__What needs to be done__: Please copy the lines of the listing from the line holding "For every instance of the stone" through the end of the listing, both ends included, leaving the requests unchanged. Scale each point coordinate in the answers by 2.3, round to whole numbers with halves going up, and return only those lines.

---- Exercise input

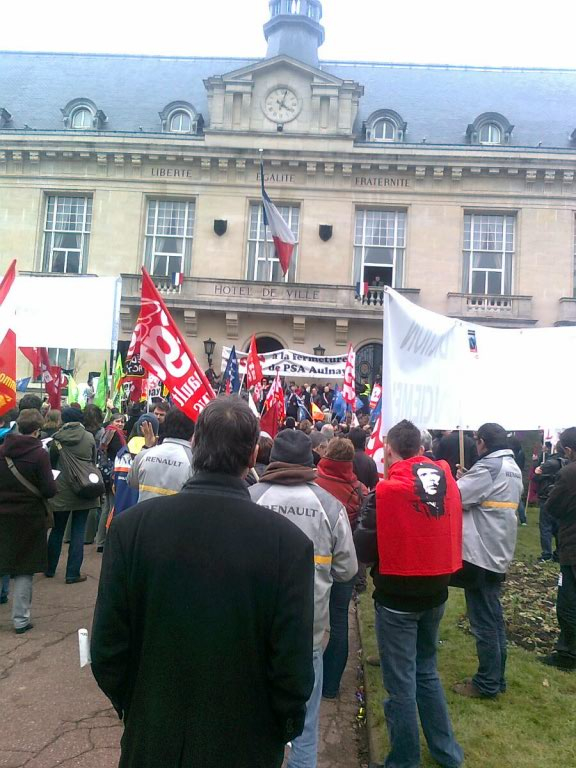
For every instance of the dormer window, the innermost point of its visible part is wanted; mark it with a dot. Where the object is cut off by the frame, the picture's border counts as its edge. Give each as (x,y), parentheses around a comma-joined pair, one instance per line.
(490,133)
(180,117)
(180,122)
(490,129)
(81,118)
(385,125)
(83,115)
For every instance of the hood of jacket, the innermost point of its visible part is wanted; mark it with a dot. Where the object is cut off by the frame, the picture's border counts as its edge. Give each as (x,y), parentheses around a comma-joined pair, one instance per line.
(337,470)
(20,446)
(283,473)
(70,434)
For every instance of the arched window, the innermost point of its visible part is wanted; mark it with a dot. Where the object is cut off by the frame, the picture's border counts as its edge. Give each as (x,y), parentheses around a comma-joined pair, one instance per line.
(384,130)
(490,133)
(82,118)
(490,128)
(385,125)
(180,122)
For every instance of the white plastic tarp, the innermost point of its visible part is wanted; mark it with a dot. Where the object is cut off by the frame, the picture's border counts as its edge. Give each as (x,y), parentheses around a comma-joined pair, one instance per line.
(443,373)
(79,312)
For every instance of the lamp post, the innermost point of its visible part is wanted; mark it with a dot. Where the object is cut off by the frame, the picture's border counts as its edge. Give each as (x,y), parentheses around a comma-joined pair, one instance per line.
(209,346)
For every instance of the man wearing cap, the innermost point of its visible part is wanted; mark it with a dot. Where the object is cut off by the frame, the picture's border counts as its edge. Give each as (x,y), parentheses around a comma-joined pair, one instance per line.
(163,469)
(561,506)
(288,487)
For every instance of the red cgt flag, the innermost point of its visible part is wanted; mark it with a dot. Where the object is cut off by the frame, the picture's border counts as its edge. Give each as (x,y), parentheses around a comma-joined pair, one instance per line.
(164,352)
(7,342)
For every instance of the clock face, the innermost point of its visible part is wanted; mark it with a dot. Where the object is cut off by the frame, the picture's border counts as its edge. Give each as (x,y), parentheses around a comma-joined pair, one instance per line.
(281,105)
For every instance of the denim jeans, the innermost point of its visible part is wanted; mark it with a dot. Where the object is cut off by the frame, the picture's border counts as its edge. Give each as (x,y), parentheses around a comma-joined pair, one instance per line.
(566,612)
(487,625)
(548,529)
(76,548)
(336,652)
(407,644)
(4,588)
(21,600)
(304,752)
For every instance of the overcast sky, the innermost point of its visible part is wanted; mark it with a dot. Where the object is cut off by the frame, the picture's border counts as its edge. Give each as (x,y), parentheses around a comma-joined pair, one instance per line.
(512,33)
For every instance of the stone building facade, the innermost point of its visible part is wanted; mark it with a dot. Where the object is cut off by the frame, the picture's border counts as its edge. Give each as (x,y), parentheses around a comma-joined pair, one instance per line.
(453,184)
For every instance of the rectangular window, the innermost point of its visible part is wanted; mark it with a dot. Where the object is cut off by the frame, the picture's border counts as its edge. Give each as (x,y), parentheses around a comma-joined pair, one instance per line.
(67,234)
(263,261)
(488,254)
(379,248)
(169,232)
(62,357)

--------

__Result below__:
For every instance of the stone building facade, the innermost point of its visible part is wanted; mark it with a dot. Where the object is cut off by the frame, the picture's border counts as its edge. Give each as (x,y), parentheses around a comma-joined pair, one instance per line.
(1042,423)
For every instance of the rectangular window, the innermost point of its visible part is wanted; mark it with a dot. Where the object is cut off by the frame, the picture's border counts as its edge. Give each as (x,y), parentheses around a comma-joined pair, one instance per line.
(154,538)
(605,600)
(1122,584)
(872,570)
(389,534)
(143,821)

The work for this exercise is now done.